Texte à lire =>
○ ○ ○
Vous êtes parvenus à détailler la diversité et le montant des investissements à prévoir dans les années à venir. Nous aimerions donc vous entendre, au nom de votre expertise en matière de transition écologique, sur les leviers qui pourraient être mobilisés par les collectivités territoriales.
M. François Thomazeau, directeur des programmes Collectivités locales et Adaptation au changement climatique de l'Institut de l'économie pour le climat. - Votre commission d'enquête porte sur la libre administration des collectivités territoriales et sur l'articulation avec les politiques environnementales, notamment climatiques. C'est un sujet très vaste qui touche à de très nombreux champs conceptuels.
Cette commission d'enquête fait écho aux travaux conduits par l'I4CE en partenariat avec la direction des études et de la recherche de la Banque postale. D'où notre présence conjointe cet après-midi. Nous pourrons, si vous le souhaitez, vous faire part des travaux de la Banque postale sur les finances locales en général et de ceux de l'I4CE sur le financement de la transition écologique au-delà des seules collectivités territoriales.
Comme vous l'avez rappelé, l'I4CE est un think tank qui a été créé par la Caisse des dépôts et consignations (CDC) et l'Agence française du développement (AFD), et dont l'objet est de favoriser les politiques climatiques. Ainsi, il a vocation à produire des analyses économiques sur les enjeux du changement climatique, tant en matière d'atténuation que d'adaptation. Je précise que nos travaux sont intégralement publics et consultables sur notre site internet.
Concernant les collectivités locales, l'I4CE privilégie deux modes d'action. Premièrement, il réalise des études économiques de portée nationale qui traitent des collectivités locales comme des agents économiques. À ce titre, nous tenons une chronique des actions que les collectivités entreprennent chaque année en matière d'investissements pour le climat. Nous indiquons aussi ce qu'elles devraient faire pour respecter les trajectoires de décarbonation.
L'I4CE ne définit pas ces trajectoires, mais il étudie leur faisabilité économique pour les collectivités locales. Dans ce cadre, il travaille en partenariat avec la Banque postale, qui complète la démarche sur le plan des financements.
Deuxième mode d'action : l'I4CE travaille sur l'outillage des collectivités. À ce titre, il a produit, en lien avec les collectivités, la méthode de budget vert qui est la plus utilisée aujourd'hui dans le monde local. Nous travaillons actuellement sur une deuxième génération d'outils permettant aux collectivités qui le souhaitent de calculer leurs propres marges d'investissement par rapport aux objectifs climatiques.
○ ○ ○
Informations fournies =>
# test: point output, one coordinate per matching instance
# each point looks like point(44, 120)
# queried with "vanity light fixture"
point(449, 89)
○ ○ ○
Demande écrite =>
Répondez brièvement à ces questions sur le texte consacré à l'I4CE et aux collectivités locales.
(a) Quels organismes ont créé l'I4CE ?
(b) Avec quelle institution l'I4CE mène-t-il ses travaux en partenariat ?
(c) Quelle méthode l'I4CE a-t-il produite avec les collectivités ?
Le matériel fourni forme un ensemble distinct du texte.

La réponse =>
(a) La Caisse des dépôts et consignations (CDC) et l'Agence française du développement (AFD).
(b) La Banque postale.
(c) La méthode de budget vert.